[[ Supplied information open ]]

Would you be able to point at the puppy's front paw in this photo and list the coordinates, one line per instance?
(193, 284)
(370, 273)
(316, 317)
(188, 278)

[[ Supplied information closed ]]

● What you have to do
Once you have read the records above, please copy them out exactly.

● Solved exercise
Would you be able to point at the puppy's front paw in this photo and list the coordinates, one line per instance?
(193, 284)
(370, 273)
(316, 317)
(188, 278)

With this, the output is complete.